◆ **What to do**
**a.** In the forum thread about finding an affordable immigration lawyer for an actor's visa, why does the poster ask whether a fee of £6000 is a normal price to expect to pay?
**b.** Continue the forum thread about an affordable immigration lawyer for an actor's visa, starting with the reply posted under the last user name shown.

◆ **Selected extract**
# immigration lawyer for 01 visas who dont cost a bloody fortune??



## orangesky (Jun 12, 2009)

Hi there,

Does anyone have any experince of working with a good immigration lawyer whos expertise is in getting 01 actors visas??? Any one you reccomend that dosent cost a bloody fortune, as have had a good recommendation who says i can qualify for a 3 year visa, but the cost is £6000!!!! is this a normal price and what i should be expecting to pay??? as dont wanna get ripped off!!

cheers

help appreciated before i give my money away!!!


----------



## Fatbrit (May 8, 2008)

◆ **Given data**
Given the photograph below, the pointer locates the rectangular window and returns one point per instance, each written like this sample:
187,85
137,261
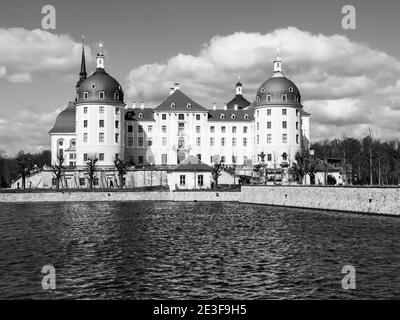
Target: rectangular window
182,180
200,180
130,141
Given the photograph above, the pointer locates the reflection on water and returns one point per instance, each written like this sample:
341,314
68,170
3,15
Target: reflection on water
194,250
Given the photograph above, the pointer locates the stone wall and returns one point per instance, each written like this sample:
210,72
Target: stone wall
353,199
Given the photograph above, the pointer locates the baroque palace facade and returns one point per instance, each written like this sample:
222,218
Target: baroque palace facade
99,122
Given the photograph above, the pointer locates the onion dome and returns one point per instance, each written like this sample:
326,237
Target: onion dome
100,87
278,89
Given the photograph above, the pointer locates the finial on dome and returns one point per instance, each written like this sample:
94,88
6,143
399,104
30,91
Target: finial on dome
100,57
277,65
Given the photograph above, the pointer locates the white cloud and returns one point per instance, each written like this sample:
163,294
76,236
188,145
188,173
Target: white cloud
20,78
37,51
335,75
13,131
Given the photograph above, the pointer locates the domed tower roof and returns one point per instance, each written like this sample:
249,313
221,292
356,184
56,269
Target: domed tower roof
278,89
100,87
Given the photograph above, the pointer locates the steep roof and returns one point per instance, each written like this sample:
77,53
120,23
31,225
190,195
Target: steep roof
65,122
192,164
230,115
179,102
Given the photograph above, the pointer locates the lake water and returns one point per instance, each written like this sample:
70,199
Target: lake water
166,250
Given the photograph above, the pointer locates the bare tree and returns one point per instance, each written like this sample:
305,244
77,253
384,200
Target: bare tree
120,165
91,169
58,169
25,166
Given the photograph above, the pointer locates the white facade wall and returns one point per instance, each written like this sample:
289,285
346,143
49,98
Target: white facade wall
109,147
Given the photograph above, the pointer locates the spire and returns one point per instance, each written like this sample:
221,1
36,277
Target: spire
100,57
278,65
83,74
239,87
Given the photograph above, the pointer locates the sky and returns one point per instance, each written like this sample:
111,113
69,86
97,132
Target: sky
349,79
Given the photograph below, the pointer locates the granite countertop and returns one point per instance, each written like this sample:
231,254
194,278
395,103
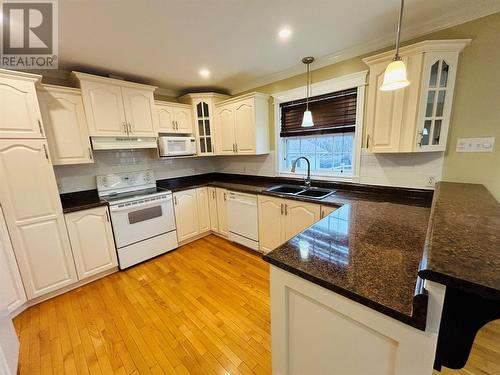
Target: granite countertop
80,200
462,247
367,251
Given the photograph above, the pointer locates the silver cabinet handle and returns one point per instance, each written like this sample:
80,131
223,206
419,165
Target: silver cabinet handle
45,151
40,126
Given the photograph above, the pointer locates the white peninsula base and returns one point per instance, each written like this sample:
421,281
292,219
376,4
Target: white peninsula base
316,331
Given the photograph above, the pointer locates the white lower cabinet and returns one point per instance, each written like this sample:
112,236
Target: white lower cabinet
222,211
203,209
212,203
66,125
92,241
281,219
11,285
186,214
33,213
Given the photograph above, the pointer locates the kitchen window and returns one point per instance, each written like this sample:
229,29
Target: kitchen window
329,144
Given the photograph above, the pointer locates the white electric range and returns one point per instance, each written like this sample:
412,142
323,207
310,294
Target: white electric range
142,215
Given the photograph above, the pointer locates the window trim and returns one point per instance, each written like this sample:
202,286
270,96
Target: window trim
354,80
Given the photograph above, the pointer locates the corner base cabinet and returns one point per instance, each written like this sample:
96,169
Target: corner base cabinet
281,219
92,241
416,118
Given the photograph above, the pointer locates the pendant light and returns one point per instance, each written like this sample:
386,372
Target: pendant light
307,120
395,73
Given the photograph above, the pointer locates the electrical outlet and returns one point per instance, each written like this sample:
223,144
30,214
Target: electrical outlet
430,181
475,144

--

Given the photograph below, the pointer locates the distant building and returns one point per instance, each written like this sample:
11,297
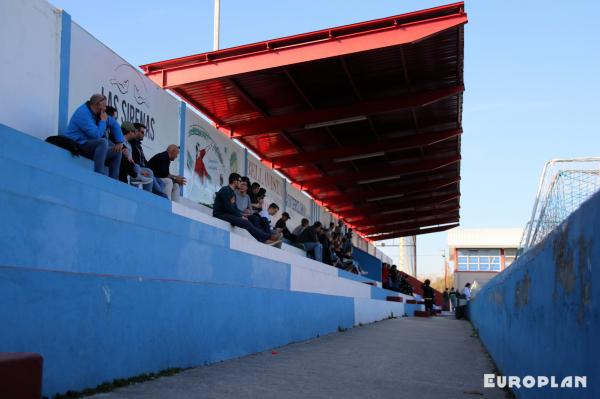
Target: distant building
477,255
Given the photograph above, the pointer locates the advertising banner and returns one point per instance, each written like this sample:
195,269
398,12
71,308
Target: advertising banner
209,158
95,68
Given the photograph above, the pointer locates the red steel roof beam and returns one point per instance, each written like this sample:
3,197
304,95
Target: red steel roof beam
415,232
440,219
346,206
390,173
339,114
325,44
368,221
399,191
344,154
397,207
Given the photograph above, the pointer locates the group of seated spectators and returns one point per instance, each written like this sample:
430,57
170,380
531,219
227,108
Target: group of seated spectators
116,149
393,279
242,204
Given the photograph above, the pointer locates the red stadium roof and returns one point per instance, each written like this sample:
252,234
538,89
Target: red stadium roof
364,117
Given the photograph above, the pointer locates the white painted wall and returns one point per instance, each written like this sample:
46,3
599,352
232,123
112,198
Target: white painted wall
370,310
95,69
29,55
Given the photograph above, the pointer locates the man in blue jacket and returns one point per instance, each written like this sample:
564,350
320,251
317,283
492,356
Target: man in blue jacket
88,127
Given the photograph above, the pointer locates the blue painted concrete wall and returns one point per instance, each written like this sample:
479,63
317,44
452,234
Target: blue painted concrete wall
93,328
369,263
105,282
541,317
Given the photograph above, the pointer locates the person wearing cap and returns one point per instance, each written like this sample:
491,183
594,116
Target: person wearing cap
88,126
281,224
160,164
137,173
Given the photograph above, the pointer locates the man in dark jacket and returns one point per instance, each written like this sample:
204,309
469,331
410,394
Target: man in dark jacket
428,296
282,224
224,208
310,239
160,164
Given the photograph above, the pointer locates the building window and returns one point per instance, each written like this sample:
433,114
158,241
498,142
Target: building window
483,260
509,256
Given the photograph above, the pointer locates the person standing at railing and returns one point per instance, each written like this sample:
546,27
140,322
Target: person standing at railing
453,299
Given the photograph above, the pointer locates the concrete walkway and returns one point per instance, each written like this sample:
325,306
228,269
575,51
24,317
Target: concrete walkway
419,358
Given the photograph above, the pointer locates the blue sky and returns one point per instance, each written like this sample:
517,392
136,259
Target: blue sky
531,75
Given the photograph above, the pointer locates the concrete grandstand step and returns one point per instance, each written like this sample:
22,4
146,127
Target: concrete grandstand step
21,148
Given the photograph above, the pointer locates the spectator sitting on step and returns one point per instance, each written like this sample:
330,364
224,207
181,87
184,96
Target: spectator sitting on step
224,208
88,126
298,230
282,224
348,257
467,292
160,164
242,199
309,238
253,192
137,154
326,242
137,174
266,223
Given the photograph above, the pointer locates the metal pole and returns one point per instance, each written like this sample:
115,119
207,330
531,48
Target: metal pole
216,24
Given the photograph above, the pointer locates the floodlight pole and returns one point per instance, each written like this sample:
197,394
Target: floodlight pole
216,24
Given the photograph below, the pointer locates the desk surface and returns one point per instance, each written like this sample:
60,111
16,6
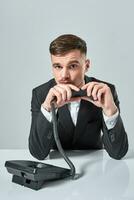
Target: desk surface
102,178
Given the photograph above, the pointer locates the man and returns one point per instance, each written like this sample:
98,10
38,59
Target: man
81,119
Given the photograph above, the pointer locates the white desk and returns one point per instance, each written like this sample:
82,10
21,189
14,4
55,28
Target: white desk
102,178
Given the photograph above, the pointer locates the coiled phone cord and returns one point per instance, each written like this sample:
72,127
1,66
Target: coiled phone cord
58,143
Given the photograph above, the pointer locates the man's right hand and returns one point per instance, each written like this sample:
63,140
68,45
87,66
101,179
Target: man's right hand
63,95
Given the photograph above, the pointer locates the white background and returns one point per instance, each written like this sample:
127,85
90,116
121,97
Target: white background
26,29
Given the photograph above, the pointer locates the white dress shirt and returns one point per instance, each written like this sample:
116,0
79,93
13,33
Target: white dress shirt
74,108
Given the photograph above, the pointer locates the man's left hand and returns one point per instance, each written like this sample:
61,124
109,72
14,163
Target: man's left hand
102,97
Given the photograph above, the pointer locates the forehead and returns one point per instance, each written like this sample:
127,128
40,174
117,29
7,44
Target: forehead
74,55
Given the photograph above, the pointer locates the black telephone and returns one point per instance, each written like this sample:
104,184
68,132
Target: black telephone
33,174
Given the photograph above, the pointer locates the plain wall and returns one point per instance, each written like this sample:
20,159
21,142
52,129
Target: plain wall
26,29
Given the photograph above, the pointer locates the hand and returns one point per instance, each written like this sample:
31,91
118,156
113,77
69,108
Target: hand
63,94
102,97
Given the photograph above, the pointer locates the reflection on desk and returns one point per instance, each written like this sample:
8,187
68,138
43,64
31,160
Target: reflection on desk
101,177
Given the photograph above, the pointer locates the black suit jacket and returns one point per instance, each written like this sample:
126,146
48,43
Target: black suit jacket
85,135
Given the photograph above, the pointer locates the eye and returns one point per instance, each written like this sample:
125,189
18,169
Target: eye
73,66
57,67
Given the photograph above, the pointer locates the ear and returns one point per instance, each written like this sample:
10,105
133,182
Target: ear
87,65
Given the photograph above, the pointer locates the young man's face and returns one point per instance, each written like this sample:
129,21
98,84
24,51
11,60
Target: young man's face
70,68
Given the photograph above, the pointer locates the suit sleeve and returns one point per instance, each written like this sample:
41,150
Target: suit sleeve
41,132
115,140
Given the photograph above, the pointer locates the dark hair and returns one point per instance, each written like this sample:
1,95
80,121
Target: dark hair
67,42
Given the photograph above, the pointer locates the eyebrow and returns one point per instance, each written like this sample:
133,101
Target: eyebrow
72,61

◆ **In response**
**a.** The poster wants to avoid being ripped off. A lawyer who came well recommended said the poster could qualify for a three-year visa but quoted £6000. The poster wants help judging that price before handing the money over.

**b.**
orangesky said:


> Hi there,
> 
> Does anyone have any experince of working with a good immigration lawyer whos expertise is in getting 01 actors visas??? Any one you reccomend that dosent cost a bloody fortune, as have had a good recommendation who says i can qualify for a 3 year visa, but the cost is £6000!!!! is this a normal price and what i should be expecting to pay??? as dont wanna get ripped off!!
> 
> ...


Sounds about right to me, price wise. Ask for references -- successful similar cases. Google their name. Check their standing with the state bar association and AILA.


----------



## orangesky (Jun 12, 2009)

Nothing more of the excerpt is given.